**ФРАГМЕНТ:**
#####

Шрифт:
Мы различали врагов по форме: немцы, румыны, хорваты… Если черная форма, все черное: брюки, пилотки с черепом — это эсэсовцы. Но даже их мы так не боялись, как венгров и хорватов. Нет более жестоких наций! Я запомнила это на всю жизнь. У них мания такая — убивать, ни за что. Если хорваты проходят — они обязательно кого-нибудь убьют, ткнут кинжалом, изнасилуют. Население добивали в основном хорваты. Живот могли распороть, голову снести.
Собачки в окопы прятались — они их расстреливали. У нас был любимый песик — рыженький такой, умный. Нина принесла его маленьким щенком, когда уезжала в Ленинград учиться: «Мама, оставь». Он подрос уже, пушистый был, мы с ним играли… Единственная радость детская… Он на хорват гавкнул. Они сперва в него выстрелили, а потом дострелили — в рот.
Вспоминая о том времени, не могу не сказать о Владимире Николаевиче.
Это был мамин знакомый. Он из Ленинграда, во время войны вместе с заводом эвакуировался в Сталинград. Жена его вместе с дочкой погибла в блокаде, сын был на фронте.
А так как мама в «Энергосбыте» вела промышленные предприятия, Владимир Николаевич пришел оформлять свой завод к ней. И мама ему так понравилась! Он стал заходить к нам домой. Интеллигентный человек. Читал на французском языке. Знал Куприна — тот когда-то служил в его части.
Сам Владимир Николаевич закончил морскую академию. Все учебники того времени по судостроению — написали его бывшие однокурсники, они стали учеными. И у Владимира Николаевича тоже имелись свои труды.
До революции у его семьи был дом в Петербурге, на проспекте Римского-Корсакова — дом занимал весь квартал, и переходил на другую улицу. Владимир Николаевич рассказывал, какие там проходили балы…
Он приносил нам мороженое — чашку с верхом. У мамы появилась — тогда модно было — шубка длиной по коленки, сапожки на шнурочках, цвета кофе с молоком.
Но маме Владимир Николаевич не нравился. Он был старше ее на пятнадцать лет, а в то время никто не выходил замуж, если была такая разница. Это считалось позором.
Мама говорила:
— Я лучше буду воду с сухарями пить, и ходить в матерчатых тапочках, но за старика не пойду.
И вот когда самый-самый разгар войны был, темно, то немец в окоп забежит, то русский… Трассирующие пули, тонные бомбы вокруг сыплются, мы все в земле лежим… Соседи погибли: кого завалило, кому в дом — прямое попадание. И вдруг Владимир Николаевич сваливается в окоп. Мы думали — немец. Шляпа такая на нем…. И никакой поклажи: только две стопки книг шпагатом перевязаны — его труды. Он не мог их бросить…
Он позвал маму идти на переправу.

#####

**ИСХОДНЫЕ ДАННЫЕ:**
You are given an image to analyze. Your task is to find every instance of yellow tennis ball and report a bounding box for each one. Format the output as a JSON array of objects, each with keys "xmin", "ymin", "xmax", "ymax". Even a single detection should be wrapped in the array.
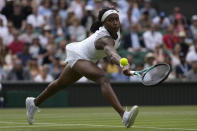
[{"xmin": 120, "ymin": 58, "xmax": 128, "ymax": 66}]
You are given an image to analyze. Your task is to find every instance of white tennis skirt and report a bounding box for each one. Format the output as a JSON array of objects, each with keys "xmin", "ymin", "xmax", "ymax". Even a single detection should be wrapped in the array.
[{"xmin": 65, "ymin": 47, "xmax": 89, "ymax": 68}]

#####

**ЗАДАНИЕ:** Перепишите фрагмент между «Но маме Владимир» и «Это считалось позором.» включительно, заменив «пятнадцать» на «двадцать». Используйте только фрагмент.

**РЕШЕНИЕ:**
Но маме Владимир Николаевич не нравился. Он был старше ее на двадцать лет, а в то время никто не выходил замуж, если была такая разница. Это считалось позором.